Social media is wondering how the late Iranian Maj. Gen. Qassem Soleimani ended up in the 2015 U.S.-Iran nuclear deal as someone granted sanctions relief.
Soleimani, who led Iran’s terrorist Quds Force, was killed by a missile strike on Jan. 3 in Baghdad on orders from President Trump.
His name is among scores of companies and Iranians listed in the 2015 Joint Comprehensive Plan of Action (JCPOA) achieved by President Obama. Mr. Trump has ditched the deal and imposed a new round of economic sanctions that hinder Tehran’s ability to make bank transactions and conduct international trade.
The reason Soleimani’s name appears has more to do with European laws than with the U.S. and its sanctioning of him as a Specially Designated National (SDN), explains a former JCPOA architect.
In short, the notorious Soleimani was never and would never be granted freedom from U.S. sanctions, Richard Nephew, a Columbia University professor of international and public affairs, told The Washington Times.

▸ Aim
Continue the article on Soleimani's listing in the 2015 nuclear deal, picking up right after its final sentence. The entries that come next have no connection to the article about Soleimani and the nuclear deal.

▸ Data records
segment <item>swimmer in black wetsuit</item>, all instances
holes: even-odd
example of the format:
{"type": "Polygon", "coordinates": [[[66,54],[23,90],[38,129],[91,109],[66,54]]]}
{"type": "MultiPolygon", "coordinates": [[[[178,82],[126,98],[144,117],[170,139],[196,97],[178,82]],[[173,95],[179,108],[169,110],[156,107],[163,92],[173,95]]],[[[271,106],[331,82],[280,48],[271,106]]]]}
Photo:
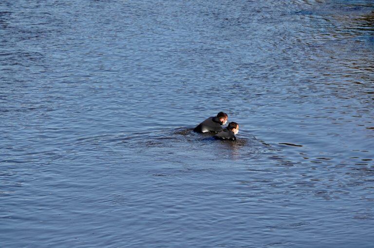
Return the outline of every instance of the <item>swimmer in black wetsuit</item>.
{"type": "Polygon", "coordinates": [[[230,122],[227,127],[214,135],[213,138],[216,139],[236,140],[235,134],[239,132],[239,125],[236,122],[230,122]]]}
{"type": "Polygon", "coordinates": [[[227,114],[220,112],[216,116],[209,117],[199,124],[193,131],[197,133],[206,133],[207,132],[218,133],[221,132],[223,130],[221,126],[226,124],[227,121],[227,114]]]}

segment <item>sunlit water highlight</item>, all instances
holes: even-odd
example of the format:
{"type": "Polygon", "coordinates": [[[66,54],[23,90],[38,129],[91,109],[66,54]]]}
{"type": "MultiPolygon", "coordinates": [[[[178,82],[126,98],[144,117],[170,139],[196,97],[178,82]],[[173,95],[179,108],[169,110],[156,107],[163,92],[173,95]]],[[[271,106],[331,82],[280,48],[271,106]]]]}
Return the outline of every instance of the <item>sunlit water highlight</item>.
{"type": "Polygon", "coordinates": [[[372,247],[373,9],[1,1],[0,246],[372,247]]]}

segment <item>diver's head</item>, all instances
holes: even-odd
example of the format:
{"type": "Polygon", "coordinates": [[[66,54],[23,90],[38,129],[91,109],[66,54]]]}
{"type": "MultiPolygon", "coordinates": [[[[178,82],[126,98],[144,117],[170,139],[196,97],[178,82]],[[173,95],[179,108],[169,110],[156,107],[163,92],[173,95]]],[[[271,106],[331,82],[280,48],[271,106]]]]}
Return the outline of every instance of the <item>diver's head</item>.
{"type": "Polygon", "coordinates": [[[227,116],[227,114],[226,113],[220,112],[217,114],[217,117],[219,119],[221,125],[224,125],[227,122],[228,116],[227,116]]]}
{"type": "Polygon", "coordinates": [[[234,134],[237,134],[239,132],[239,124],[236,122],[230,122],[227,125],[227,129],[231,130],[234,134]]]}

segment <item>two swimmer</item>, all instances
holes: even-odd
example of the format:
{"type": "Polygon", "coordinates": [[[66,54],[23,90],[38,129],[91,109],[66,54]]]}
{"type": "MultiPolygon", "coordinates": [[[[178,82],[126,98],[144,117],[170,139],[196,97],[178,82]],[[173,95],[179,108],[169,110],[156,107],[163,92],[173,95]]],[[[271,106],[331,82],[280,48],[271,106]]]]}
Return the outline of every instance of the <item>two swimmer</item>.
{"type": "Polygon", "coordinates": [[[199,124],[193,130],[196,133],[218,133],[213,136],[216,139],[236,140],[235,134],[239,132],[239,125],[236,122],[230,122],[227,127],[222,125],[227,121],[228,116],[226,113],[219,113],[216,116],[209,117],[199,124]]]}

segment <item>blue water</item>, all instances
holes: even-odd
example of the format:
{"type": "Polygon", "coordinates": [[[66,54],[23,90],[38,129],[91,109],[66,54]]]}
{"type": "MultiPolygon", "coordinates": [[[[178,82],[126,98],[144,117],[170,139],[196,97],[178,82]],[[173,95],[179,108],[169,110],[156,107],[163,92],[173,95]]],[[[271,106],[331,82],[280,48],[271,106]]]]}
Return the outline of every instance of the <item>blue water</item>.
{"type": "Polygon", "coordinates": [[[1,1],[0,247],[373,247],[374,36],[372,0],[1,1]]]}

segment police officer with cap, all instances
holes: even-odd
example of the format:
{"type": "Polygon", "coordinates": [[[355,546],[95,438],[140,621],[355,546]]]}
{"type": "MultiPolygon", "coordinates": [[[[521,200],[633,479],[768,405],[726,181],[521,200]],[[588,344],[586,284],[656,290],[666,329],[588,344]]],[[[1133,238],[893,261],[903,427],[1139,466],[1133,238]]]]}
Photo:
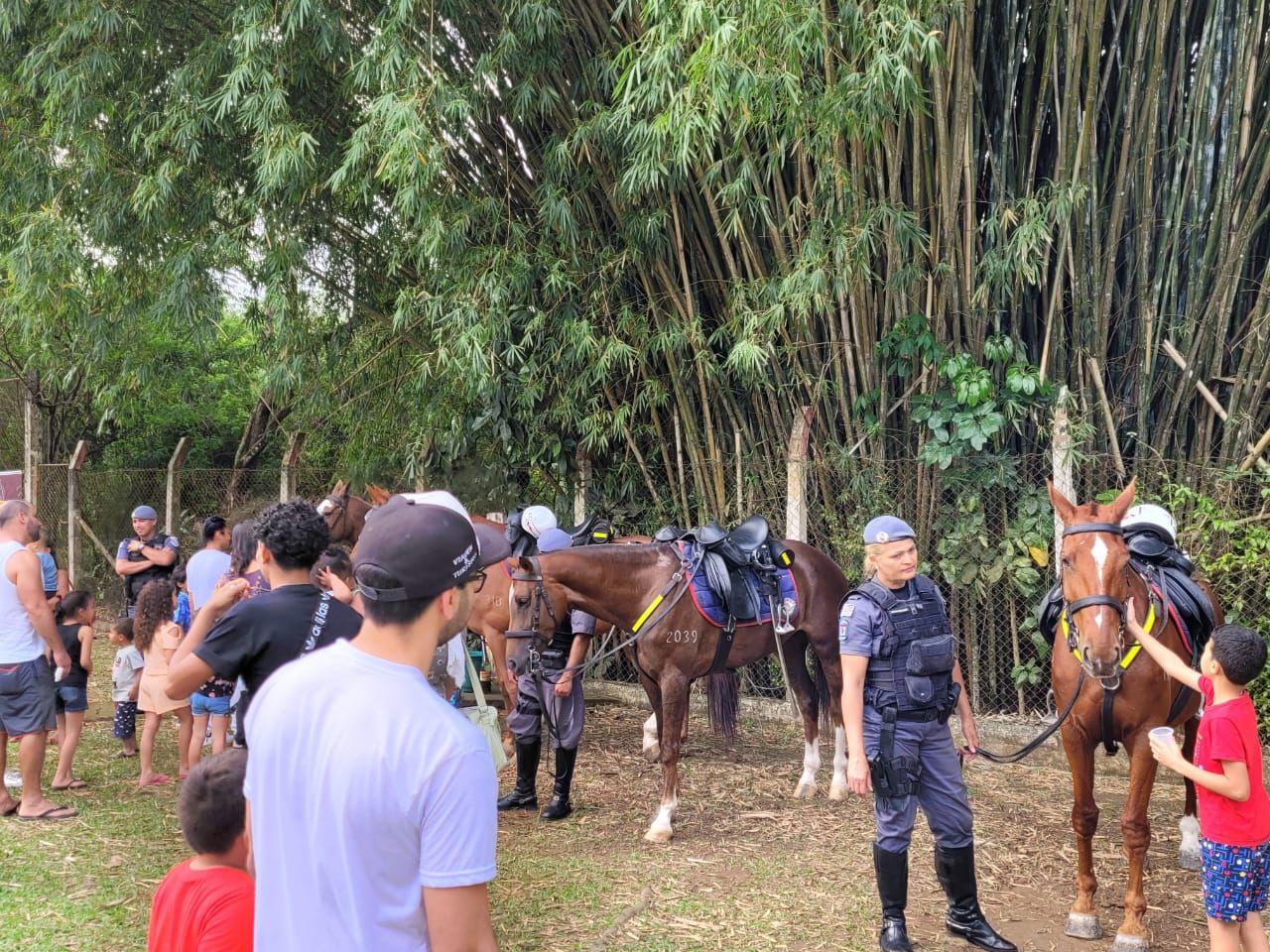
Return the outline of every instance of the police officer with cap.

▸ Task response
Mr. Nephew has a rich resume of applying and evaluating the effects of economic sanctions while an official at the State Department during the George W. Bush and Obama administrations, and at the White House National Security Council in 2011-13. He served as the lead sanctions expert for the U.S. team negotiating JCPOA in 2013-14.
Mr. Nephew told The Times that Soleimani is listed in the agreement under European sanctions, not U.S. sanctions. The Europeans agreed to drop him because under their law every Iranian sanctioned was for nuclear proliferation reasons.
The U.S. employs a different system in which belligerents are sanctioned for a number of malign activities, such as Soleimani commanding the Quds Force.
“We have a completely different system, and Soleimani was not going to be removed as an SDN. Ever,” Mr. Nephew said. “As a practical matter, the fact that Soleimani would remain a U.S. SDN means that he would find his ability to operate abroad as limited the day before the Europeans removed him from their list as afterwards.”
The Soleimani-commanded Quds Force is Iran’s foreign operations branch that arms and trains proxy forces and militias, some of whom are designated terrorist groups.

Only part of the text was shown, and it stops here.